**Work instruction**
Take every line from the records below that includes the word "shrub".

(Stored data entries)
────
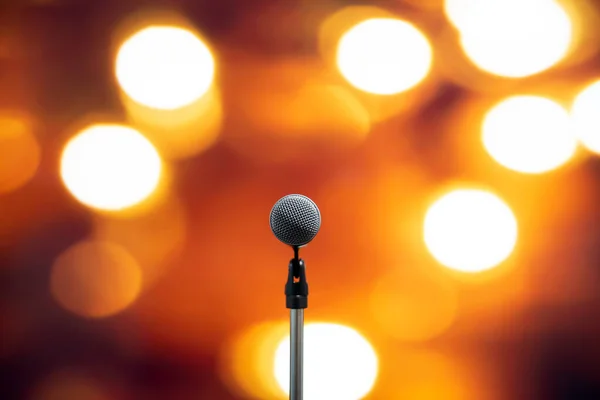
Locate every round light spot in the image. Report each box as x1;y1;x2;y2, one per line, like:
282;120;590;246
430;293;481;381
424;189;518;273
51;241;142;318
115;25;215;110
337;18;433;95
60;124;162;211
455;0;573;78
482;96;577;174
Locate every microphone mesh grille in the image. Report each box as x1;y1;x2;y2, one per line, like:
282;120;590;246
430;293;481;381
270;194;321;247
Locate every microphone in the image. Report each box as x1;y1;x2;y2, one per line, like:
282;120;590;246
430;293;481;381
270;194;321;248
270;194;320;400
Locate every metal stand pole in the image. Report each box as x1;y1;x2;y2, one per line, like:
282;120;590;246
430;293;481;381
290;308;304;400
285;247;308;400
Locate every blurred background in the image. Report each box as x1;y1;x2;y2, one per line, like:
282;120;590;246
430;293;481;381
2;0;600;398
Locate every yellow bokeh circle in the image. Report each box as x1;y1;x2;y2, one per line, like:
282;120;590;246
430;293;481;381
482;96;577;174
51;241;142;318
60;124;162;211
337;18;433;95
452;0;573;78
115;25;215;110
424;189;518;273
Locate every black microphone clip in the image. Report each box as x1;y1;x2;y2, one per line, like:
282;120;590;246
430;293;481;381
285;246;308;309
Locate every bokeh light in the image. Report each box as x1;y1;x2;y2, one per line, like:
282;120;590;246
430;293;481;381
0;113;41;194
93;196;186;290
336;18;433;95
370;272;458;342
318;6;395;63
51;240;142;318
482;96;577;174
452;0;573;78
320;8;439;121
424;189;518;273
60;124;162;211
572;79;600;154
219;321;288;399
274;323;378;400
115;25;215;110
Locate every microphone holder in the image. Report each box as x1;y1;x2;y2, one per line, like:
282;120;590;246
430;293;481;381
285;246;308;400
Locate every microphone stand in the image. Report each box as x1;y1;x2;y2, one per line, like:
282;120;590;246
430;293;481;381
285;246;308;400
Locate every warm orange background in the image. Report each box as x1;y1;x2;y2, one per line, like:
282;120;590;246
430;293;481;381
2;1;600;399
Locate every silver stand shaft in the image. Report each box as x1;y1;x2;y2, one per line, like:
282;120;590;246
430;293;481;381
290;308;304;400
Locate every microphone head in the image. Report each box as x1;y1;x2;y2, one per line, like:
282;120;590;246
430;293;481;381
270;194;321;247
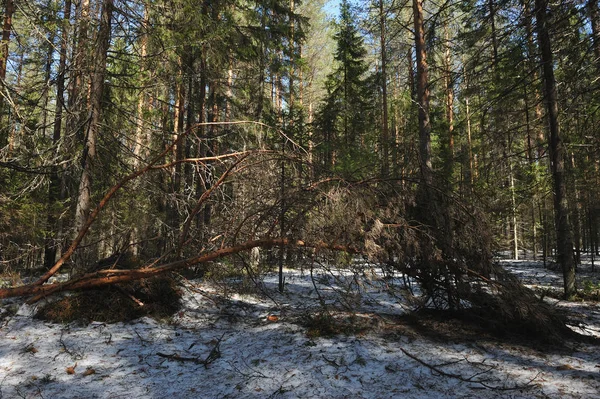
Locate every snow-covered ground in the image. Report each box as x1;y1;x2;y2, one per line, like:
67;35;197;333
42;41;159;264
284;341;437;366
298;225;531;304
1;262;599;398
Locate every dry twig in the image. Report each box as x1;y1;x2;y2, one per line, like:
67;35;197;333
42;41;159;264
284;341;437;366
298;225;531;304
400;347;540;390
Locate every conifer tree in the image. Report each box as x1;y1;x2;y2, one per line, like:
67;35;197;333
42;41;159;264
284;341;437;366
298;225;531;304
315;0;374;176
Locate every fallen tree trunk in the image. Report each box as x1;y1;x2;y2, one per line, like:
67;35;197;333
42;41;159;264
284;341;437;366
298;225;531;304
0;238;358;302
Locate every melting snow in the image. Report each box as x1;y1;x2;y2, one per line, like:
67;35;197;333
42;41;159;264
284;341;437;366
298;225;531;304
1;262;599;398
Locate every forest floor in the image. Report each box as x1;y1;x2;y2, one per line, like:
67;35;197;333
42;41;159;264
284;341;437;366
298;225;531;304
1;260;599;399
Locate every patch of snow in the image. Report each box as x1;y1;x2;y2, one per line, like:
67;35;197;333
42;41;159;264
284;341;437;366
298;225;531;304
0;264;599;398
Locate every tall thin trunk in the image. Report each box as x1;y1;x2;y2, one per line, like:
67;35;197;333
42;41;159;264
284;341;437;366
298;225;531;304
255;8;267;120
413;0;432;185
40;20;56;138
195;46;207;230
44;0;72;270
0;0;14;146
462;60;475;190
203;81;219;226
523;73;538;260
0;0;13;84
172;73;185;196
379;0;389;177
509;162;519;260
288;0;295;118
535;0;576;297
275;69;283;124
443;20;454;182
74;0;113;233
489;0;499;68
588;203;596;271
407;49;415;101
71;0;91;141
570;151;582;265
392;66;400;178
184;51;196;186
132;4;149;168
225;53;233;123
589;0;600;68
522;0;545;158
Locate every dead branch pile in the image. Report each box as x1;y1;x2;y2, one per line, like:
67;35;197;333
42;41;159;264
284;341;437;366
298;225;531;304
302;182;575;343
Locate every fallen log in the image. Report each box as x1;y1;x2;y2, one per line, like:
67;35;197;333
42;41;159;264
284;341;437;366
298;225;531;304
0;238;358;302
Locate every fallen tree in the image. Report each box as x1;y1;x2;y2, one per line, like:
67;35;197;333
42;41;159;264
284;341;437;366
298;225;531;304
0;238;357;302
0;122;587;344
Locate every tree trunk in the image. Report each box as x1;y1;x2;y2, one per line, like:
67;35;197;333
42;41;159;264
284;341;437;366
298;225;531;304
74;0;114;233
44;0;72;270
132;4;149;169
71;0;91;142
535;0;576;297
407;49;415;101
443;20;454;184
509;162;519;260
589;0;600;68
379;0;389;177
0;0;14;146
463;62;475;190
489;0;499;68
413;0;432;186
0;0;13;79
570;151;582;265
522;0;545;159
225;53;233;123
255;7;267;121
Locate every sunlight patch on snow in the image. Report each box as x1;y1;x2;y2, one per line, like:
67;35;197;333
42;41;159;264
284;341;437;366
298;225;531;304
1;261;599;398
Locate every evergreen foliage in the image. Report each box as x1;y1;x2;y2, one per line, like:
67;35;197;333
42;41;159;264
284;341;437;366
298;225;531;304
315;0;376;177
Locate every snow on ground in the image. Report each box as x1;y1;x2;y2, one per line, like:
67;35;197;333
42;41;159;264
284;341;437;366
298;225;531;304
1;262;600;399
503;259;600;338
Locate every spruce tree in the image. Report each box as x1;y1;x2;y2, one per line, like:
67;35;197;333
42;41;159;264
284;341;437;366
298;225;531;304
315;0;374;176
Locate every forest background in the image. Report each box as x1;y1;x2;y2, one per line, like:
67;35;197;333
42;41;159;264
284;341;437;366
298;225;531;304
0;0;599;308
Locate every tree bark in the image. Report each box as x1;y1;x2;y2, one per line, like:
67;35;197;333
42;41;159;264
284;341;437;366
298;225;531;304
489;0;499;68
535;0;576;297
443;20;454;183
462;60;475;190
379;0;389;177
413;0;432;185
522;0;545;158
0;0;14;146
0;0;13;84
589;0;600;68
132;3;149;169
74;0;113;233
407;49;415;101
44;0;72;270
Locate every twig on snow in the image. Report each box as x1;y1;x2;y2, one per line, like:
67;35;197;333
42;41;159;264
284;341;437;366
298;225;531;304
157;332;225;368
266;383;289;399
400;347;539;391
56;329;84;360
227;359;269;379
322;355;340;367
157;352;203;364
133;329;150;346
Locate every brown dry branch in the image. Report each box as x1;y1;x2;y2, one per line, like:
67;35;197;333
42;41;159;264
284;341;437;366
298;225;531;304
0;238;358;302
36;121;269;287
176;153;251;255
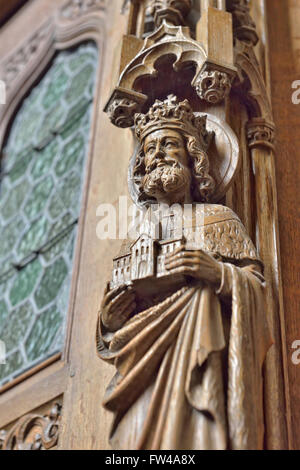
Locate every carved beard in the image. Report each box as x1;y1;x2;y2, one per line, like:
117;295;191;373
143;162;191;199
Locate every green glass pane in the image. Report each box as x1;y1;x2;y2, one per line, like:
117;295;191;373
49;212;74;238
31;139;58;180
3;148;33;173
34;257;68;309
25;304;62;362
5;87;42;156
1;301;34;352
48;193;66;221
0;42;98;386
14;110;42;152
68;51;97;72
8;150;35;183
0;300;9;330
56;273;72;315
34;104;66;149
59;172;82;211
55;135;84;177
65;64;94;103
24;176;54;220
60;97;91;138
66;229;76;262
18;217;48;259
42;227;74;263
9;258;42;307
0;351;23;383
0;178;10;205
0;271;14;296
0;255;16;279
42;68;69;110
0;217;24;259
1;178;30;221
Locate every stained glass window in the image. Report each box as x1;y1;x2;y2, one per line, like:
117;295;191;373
────
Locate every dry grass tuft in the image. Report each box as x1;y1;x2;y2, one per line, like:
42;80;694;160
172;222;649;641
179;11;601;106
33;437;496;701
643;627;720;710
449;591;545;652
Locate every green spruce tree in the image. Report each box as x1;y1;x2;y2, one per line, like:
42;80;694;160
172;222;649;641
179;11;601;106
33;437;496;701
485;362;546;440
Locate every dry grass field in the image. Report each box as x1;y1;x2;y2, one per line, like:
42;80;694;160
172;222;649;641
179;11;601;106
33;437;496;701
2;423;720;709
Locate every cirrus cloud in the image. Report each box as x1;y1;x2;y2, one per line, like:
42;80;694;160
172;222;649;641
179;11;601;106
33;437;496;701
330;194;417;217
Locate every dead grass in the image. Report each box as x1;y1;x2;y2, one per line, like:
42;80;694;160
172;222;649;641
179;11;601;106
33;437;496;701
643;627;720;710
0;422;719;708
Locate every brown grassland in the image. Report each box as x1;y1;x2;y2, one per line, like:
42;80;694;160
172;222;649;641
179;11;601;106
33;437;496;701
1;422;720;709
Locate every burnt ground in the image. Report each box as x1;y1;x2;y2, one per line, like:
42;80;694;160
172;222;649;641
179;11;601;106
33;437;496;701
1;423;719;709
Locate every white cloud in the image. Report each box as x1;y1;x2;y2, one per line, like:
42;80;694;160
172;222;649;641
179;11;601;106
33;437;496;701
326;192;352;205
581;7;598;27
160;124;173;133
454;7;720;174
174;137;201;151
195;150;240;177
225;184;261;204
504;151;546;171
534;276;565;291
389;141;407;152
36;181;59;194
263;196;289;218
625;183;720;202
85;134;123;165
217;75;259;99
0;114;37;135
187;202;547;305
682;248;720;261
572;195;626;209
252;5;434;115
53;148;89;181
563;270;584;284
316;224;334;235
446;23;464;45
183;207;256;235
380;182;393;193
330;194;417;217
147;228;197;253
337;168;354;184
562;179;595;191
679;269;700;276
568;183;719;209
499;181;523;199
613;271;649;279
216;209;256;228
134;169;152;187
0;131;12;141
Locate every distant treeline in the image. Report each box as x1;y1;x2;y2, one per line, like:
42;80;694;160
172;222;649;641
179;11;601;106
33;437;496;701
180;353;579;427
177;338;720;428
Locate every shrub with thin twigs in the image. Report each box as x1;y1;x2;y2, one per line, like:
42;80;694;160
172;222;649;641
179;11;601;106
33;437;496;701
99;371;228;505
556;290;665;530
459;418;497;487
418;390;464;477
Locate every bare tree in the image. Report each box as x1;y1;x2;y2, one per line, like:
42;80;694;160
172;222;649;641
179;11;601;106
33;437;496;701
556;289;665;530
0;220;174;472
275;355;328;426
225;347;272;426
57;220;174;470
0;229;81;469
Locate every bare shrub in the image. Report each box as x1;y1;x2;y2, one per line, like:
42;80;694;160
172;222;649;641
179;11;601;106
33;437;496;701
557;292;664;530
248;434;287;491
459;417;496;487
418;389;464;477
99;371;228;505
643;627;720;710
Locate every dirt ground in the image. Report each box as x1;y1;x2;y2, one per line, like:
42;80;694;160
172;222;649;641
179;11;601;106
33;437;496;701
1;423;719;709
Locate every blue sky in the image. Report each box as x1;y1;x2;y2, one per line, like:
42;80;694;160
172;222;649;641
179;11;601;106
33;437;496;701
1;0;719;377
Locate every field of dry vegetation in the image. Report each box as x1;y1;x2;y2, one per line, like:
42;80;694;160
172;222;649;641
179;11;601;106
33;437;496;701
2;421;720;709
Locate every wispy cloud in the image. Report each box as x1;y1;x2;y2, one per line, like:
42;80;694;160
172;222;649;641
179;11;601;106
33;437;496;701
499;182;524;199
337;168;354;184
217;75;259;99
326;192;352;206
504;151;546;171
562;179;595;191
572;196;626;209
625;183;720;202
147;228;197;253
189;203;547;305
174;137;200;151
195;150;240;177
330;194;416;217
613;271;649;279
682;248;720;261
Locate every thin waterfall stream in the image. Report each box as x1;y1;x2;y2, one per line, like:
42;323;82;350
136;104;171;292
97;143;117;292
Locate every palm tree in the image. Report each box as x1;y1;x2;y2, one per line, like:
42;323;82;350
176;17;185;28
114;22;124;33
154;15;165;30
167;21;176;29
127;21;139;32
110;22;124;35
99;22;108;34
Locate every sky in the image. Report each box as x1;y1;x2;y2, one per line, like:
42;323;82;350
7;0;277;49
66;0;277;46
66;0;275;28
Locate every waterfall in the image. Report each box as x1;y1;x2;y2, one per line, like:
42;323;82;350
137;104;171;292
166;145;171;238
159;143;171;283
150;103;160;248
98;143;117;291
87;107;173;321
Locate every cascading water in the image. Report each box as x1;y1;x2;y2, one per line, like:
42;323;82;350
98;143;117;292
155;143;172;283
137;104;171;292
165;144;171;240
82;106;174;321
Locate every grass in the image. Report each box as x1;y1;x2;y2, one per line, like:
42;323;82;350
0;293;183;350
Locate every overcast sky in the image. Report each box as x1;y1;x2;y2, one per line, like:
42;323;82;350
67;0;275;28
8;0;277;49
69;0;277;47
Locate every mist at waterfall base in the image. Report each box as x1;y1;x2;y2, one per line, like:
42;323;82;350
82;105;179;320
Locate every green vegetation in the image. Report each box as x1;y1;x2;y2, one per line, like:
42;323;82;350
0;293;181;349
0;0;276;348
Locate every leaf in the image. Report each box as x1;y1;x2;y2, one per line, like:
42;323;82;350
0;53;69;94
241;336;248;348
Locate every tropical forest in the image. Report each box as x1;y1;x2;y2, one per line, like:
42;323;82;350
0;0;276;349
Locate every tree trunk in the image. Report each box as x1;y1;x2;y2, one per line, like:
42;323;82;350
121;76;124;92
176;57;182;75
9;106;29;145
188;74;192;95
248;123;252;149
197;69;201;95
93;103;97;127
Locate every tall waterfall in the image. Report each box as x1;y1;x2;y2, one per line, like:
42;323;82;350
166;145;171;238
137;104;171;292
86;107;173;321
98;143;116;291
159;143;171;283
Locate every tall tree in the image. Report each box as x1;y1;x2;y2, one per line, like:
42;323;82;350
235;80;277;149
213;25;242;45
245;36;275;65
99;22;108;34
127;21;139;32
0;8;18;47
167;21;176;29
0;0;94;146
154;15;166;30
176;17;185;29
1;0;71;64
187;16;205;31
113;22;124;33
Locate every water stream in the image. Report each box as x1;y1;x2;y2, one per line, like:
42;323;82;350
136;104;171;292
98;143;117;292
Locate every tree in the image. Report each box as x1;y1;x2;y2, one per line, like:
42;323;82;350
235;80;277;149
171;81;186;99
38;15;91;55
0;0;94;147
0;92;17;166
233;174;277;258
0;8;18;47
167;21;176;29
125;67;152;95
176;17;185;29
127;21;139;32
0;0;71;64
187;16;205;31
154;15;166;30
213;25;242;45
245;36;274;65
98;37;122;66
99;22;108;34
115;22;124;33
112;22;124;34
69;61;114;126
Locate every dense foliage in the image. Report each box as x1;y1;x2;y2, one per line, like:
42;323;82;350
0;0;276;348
────
**Task result**
Locate every shrub with thin twigs in the image. Report each box as x1;y1;x2;y2, one per line, like:
Locate every bare shrub in the image. Report each box as x1;y1;x2;y2, one per line, like:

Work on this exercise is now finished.